**DÉTAILS DU PROBLÈME**: Recopiez à l'identique, dans l'extrait sur la forme de la Terre, tout le passage allant de « Vingt sur vingt » jusqu'à « et le coût. ».

**EXTRAIT À LIRE**:
------------------------------
À première vue, la roue semble désigner ici un disque plat et non une sphère. Les cartes de l’époque, appelées cartes en T, en TO ou Terrarium Orbis, figurent un O rond entourant un T majuscule. Ce qui divise le O en trois parties : l’Asie au-dessus de la barre horizontale, l’Europe et l’Afrique à gauche et à droite de la barre verticale. Tournée à quatre-vingt-dix degrés, cela ressemble beaucoup à une carte moderne, quoique déformée. Les océans se rejoignent tous et un anneau aquatique cerne les terres. Cependant, cette carte représente peut-être la projection d’un hémisphère sur un plan, ce qui paraît constituer l’opinion dominante des historiens à l’heure actuelle. D’un autre côté, l’affirmation que « l’Océan entoure de toutes parts [les] confins [du monde] d’un cercle » correspond mal à une Terre sphérique, surtout avec la raison avancée : sa ressemblance avec une roue. Les érudits pinaillent-ils ?
Quoi qu’il en soit, de nombreuses références datant des débuts de l’ère chrétienne indiquent qu’on connaissait la forme de notre planète, mais cela soulevait un problème théologique épineux. Une Terre ronde impliquait des régions antipodales, diamétralement opposées à celles que les Européens connaissaient alors. L’existence de ces régions n’était pas la question, cependant, dans l’ensemble, on ne les croyait pas habitées, voire habitables. Non par crainte que les gens ne tombent de la planète, mais nul ne s’y était encore rendu pour constater si l’on y rencontrait de la terre ferme – et, le cas échéant, des gens. Une objection tout à fait scientifique, causée par un déficit d’observations. Peu après le sac de Rome en 410, saint Augustin d’Hippone traite le sujet dans sa Cité de Dieu :
Quoi qu’il en soit, quelque part et de quelque figure que naisse un homme, […] il ne faut point douter qu’il ne tire son origine d’Adam […] Quant à [cette] fabuleuse opinion qu’il y a des antipodes, c’est-à-dire des hommes dont les pieds sont opposés aux nôtres […], il n’y a aucune raison d’y croire. […] Quand on montrerait que la terre est ronde, il ne s’ensuivrait pas que la partie qui nous est opposée ne fût point couverte d’eau. D’ailleurs, ne le serait-elle pas, quelle nécessité qu’elle fût habitée, puisque […] il y a trop d’absurdité à dire que les hommes aient traversé une si vaste étendue de mer pour aller peupler cette autre partie du monde.
Vingt sur vingt en géographie.
Le débat entre Terre plate et Terre ronde se révèle complexe, ouvert à quantité d’interprétations divergentes et jonché de mythes. Une légende répandue : Christophe Colomb aurait eu besoin de vaincre la croyance globale que la Terre était plate pour convaincre la famille royale espagnole de le laisser tenter d’atteindre l’Inde par la mer à l’ouest. En réalité, il se heurtait à deux obstacles principaux : la croyance (juste) que la Terre, sphérique, était trop grande pour que le voyage réussisse dans les délais fixés par Colomb, et le coût.
------------------------------
**DONNÉES FOURNIES**:
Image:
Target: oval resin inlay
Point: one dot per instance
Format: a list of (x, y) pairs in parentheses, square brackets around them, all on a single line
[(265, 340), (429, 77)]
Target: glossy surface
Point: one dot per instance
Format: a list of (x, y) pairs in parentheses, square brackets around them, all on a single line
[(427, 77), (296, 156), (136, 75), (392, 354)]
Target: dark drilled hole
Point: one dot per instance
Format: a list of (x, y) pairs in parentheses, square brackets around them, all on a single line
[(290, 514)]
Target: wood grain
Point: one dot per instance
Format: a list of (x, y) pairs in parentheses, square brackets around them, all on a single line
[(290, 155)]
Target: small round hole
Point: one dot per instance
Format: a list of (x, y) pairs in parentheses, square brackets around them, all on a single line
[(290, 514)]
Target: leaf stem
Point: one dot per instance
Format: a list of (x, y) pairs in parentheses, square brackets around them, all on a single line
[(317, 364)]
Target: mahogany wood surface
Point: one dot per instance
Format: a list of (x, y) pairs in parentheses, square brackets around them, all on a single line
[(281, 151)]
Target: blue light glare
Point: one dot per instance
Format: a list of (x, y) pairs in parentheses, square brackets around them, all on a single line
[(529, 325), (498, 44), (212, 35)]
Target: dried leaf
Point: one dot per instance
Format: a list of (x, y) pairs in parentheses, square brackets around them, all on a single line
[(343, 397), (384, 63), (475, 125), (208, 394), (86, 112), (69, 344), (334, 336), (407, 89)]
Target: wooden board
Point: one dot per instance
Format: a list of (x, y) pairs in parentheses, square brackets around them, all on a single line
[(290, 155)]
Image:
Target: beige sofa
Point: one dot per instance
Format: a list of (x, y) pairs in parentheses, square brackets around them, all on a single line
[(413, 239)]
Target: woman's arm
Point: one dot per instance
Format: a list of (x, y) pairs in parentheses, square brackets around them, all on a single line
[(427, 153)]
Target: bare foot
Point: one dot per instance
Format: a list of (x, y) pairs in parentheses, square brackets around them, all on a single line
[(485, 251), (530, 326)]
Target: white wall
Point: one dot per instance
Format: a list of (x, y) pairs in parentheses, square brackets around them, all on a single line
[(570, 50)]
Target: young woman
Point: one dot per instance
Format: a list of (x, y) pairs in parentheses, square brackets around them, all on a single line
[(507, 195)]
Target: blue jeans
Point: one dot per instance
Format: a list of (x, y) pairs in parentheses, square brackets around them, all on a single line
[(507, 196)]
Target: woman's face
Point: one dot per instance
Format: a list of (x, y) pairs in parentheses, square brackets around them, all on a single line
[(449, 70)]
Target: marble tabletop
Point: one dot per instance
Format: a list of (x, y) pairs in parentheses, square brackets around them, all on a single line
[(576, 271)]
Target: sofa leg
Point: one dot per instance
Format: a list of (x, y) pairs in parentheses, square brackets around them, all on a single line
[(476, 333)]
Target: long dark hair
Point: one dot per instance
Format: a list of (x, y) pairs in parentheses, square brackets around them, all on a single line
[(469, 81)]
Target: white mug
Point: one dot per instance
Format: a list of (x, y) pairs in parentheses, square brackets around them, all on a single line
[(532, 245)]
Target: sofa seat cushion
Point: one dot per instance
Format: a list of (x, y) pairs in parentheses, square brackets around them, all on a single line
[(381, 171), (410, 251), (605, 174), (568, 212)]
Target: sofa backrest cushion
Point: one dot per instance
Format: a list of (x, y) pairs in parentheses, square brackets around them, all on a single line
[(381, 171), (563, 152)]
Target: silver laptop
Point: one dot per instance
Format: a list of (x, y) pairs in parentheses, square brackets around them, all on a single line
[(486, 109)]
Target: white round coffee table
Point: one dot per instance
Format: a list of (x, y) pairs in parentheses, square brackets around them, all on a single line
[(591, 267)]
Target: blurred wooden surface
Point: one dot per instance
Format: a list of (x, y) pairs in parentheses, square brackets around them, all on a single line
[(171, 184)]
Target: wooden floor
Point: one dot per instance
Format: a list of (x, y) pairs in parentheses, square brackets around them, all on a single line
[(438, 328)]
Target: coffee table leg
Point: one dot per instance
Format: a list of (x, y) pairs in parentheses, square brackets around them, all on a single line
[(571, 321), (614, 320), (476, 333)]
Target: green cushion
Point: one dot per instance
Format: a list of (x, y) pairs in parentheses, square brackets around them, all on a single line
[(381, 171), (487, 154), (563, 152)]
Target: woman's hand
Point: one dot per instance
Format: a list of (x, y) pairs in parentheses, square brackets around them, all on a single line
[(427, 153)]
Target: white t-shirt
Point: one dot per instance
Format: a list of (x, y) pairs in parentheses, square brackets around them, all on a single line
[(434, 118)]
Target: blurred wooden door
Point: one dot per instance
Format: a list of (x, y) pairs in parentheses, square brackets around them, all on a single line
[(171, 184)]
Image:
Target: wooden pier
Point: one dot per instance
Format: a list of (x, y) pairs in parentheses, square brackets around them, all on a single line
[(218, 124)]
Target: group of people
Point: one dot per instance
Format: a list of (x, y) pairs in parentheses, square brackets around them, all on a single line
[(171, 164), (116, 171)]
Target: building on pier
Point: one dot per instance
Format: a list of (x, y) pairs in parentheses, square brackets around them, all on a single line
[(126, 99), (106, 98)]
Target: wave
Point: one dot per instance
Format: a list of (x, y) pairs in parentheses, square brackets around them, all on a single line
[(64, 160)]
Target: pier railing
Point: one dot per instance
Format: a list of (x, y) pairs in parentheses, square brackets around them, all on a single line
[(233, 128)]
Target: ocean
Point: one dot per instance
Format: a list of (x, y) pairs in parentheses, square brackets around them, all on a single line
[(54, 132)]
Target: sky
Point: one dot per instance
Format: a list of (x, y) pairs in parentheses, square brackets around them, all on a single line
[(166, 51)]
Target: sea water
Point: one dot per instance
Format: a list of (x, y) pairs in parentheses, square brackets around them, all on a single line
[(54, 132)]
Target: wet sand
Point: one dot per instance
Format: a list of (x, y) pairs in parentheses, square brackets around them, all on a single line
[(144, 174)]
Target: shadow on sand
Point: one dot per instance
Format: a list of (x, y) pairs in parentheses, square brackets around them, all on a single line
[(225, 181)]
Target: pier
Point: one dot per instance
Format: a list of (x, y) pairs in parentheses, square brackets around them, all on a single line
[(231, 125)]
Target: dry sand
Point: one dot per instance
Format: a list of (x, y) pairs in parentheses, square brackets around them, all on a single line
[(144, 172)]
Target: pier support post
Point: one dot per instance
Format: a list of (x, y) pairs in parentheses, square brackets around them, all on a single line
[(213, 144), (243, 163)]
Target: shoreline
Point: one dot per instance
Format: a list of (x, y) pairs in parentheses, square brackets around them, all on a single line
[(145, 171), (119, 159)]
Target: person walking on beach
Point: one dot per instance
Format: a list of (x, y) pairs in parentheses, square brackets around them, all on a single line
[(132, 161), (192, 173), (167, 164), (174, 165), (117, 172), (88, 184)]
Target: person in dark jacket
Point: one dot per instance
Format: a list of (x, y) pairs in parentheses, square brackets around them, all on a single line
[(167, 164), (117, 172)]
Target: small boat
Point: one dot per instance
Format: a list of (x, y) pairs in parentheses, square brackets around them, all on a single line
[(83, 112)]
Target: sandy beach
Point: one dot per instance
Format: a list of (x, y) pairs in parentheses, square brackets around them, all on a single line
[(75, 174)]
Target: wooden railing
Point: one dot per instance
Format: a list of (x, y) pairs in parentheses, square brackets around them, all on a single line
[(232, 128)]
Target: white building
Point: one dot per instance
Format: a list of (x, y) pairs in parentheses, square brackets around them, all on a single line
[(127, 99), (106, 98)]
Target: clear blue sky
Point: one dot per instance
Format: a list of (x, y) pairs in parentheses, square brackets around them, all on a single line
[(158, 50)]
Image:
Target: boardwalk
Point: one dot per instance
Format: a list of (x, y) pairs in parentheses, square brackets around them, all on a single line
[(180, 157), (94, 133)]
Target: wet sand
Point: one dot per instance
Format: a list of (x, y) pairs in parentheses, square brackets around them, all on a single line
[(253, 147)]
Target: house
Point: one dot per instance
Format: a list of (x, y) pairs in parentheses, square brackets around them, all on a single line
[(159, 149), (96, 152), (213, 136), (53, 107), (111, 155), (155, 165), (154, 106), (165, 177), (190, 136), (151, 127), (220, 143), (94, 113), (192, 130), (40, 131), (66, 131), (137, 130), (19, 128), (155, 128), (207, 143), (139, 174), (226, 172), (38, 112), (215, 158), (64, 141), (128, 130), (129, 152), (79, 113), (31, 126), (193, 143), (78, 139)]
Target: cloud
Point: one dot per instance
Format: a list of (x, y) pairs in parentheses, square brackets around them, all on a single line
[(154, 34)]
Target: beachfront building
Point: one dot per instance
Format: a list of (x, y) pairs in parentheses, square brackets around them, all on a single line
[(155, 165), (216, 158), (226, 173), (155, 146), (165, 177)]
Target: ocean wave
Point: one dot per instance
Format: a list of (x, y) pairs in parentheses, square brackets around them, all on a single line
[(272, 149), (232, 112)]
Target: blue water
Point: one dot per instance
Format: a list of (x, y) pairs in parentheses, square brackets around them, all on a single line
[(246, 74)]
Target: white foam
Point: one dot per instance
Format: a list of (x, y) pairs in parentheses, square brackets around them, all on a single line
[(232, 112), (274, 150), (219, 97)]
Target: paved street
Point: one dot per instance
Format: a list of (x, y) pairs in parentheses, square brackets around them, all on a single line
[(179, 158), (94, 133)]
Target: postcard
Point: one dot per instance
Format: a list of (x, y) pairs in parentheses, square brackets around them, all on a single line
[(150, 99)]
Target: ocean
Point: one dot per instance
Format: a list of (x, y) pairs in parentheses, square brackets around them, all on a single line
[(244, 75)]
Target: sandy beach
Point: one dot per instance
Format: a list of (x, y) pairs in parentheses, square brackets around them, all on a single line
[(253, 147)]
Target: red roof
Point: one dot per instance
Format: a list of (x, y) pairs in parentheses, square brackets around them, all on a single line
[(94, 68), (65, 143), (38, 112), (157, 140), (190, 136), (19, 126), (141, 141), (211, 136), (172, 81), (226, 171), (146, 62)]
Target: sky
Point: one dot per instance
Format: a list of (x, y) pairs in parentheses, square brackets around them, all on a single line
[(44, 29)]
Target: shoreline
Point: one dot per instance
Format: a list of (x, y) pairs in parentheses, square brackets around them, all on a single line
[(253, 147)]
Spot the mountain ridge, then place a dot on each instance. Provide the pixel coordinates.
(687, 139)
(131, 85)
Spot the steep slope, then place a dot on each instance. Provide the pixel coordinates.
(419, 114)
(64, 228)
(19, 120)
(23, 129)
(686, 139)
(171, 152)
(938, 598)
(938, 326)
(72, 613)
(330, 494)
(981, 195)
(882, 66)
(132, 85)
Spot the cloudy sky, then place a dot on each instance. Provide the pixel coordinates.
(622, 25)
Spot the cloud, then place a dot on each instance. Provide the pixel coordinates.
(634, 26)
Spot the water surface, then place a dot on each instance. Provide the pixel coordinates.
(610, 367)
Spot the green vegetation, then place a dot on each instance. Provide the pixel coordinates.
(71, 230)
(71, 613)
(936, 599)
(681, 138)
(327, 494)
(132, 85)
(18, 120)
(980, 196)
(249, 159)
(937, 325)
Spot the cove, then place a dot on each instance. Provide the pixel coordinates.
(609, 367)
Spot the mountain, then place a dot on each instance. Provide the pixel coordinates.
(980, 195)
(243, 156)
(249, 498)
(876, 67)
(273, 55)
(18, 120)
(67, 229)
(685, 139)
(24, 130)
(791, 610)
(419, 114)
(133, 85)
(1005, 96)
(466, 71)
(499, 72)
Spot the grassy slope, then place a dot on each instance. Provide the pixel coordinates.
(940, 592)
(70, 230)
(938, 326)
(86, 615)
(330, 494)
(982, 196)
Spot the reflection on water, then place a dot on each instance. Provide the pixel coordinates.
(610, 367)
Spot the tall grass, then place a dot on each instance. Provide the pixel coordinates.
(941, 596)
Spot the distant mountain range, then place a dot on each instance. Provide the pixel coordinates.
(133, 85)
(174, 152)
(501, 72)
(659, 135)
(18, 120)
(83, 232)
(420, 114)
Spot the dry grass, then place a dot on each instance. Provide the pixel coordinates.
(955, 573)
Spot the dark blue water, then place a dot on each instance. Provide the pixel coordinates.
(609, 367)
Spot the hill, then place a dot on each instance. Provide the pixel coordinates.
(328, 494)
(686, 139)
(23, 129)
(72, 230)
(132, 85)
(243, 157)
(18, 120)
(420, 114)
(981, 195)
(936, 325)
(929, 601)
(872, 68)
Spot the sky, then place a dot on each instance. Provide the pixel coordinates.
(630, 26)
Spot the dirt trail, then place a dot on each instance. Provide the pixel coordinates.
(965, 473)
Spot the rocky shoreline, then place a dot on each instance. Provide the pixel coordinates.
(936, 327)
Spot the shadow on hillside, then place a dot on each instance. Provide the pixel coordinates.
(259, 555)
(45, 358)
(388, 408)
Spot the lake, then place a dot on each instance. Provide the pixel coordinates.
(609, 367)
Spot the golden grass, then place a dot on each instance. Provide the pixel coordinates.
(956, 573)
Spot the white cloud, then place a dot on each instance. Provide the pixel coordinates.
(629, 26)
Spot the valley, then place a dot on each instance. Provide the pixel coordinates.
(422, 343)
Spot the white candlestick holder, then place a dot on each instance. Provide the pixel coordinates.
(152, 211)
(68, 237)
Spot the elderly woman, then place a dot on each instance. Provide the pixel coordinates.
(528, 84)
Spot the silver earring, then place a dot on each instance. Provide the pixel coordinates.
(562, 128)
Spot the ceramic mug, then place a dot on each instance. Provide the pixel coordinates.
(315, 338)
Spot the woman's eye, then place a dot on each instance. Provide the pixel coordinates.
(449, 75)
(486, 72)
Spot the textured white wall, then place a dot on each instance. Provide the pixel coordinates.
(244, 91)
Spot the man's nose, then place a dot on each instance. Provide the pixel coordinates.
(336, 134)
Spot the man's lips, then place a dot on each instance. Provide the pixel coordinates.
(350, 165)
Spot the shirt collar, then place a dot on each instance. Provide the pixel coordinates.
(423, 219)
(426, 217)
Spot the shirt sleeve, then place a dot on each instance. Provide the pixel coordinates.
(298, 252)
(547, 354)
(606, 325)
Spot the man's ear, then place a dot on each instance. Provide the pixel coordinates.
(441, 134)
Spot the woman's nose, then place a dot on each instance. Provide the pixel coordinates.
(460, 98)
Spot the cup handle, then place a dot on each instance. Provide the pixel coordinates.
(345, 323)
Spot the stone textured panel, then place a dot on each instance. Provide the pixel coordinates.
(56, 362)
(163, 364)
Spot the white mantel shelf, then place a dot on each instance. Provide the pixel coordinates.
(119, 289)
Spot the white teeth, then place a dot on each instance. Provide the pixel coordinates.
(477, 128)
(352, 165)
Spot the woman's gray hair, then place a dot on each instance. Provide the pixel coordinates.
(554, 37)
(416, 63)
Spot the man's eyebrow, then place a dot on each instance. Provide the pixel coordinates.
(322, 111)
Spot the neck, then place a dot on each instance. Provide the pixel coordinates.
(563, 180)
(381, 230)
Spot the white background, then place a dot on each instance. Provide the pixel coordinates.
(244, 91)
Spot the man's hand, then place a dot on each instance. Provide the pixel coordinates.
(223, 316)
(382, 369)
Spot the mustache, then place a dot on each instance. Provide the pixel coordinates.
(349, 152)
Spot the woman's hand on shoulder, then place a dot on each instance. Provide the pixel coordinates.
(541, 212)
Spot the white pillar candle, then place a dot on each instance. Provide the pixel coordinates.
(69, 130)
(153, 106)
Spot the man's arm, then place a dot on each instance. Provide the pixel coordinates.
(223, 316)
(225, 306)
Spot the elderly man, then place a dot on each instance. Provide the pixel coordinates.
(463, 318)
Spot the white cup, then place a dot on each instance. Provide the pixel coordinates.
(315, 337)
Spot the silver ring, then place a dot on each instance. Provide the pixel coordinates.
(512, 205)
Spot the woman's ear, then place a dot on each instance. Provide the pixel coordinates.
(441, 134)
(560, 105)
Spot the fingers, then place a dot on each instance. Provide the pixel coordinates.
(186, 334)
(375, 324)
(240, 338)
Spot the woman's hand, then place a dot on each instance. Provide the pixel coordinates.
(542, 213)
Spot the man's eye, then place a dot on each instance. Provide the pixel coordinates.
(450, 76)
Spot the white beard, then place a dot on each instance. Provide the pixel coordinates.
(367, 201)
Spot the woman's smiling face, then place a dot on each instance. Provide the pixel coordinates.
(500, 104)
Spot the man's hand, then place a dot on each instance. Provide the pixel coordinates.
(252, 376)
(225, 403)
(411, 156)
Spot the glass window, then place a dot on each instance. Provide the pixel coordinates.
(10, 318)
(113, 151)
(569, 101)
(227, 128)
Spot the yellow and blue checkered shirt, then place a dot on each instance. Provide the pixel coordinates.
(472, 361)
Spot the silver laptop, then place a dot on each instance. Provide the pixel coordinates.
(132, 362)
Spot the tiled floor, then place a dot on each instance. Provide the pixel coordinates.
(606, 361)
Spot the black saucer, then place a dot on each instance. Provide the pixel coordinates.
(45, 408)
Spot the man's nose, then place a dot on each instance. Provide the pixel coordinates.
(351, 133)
------------------------------
**ZONE DE RÉPONSE**:
Vingt sur vingt en géographie.
Le débat entre Terre plate et Terre ronde se révèle complexe, ouvert à quantité d’interprétations divergentes et jonché de mythes. Une légende répandue : Christophe Colomb aurait eu besoin de vaincre la croyance globale que la Terre était plate pour convaincre la famille royale espagnole de le laisser tenter d’atteindre l’Inde par la mer à l’ouest. En réalité, il se heurtait à deux obstacles principaux : la croyance (juste) que la Terre, sphérique, était trop grande pour que le voyage réussisse dans les délais fixés par Colomb, et le coût.